§ **Your assignment**
Reproduce the full listing as it stands. Images do not belong in the copy.

:: Available records

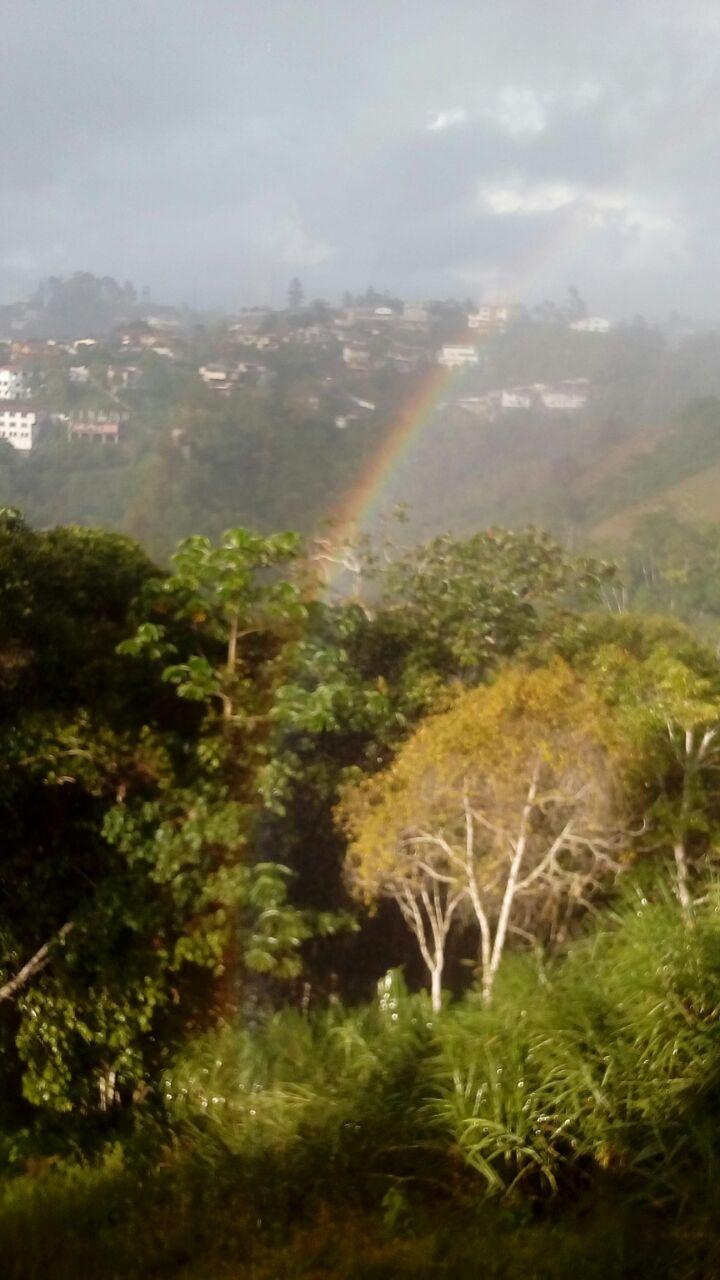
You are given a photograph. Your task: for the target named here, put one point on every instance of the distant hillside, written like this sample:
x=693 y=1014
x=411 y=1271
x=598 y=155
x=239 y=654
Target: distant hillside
x=696 y=498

::::

§ **Answer box**
You are given a photograph. Your task: for the target named here, put one point on every instance of the distant hillside, written like this sample:
x=693 y=1014
x=411 y=1271
x=598 y=155
x=239 y=654
Target: distant hillside
x=696 y=498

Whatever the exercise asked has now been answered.